- _Instructions for the task_
Hunt through the entries for the word "louvered" and copy each line in which it appears.

(Referring expression pointing data)
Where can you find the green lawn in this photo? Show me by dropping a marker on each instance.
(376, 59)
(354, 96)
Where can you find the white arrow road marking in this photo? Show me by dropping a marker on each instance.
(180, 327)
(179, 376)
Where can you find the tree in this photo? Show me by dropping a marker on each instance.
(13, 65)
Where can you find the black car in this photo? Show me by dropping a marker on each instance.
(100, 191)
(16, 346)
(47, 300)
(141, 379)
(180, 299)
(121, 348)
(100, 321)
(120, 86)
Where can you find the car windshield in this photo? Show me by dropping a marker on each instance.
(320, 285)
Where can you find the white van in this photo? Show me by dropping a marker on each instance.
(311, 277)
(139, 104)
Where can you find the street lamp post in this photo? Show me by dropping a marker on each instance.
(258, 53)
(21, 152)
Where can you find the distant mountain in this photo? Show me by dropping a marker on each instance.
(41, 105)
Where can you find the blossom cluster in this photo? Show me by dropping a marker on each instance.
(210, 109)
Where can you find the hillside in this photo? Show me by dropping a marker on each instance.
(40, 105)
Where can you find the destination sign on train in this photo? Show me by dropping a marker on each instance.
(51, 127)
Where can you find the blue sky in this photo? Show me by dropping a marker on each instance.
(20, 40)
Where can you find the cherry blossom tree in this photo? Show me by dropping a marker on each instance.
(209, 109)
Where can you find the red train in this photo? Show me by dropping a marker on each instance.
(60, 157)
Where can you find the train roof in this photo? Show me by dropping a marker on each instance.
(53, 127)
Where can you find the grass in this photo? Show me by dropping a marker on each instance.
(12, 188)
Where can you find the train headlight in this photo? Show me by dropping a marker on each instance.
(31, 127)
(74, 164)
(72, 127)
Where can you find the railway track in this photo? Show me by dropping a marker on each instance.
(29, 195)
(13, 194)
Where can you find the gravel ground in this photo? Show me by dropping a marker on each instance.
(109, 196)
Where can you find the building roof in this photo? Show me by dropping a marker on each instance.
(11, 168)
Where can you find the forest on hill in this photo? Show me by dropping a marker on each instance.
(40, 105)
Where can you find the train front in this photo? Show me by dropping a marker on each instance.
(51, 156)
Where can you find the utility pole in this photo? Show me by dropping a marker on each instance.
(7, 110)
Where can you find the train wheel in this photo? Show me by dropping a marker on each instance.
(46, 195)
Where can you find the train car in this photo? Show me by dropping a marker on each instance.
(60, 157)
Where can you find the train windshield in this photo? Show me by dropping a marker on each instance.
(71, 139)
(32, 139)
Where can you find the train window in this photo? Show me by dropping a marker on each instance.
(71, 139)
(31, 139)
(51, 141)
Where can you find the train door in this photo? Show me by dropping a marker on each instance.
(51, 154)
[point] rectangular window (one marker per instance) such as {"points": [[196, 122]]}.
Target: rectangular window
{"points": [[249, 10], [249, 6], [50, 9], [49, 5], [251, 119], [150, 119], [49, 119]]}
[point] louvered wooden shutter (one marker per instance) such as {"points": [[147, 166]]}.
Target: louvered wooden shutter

- _Result for this exercise_
[point] louvered wooden shutter (one marker per instance) such as {"points": [[147, 166]]}.
Target: louvered wooden shutter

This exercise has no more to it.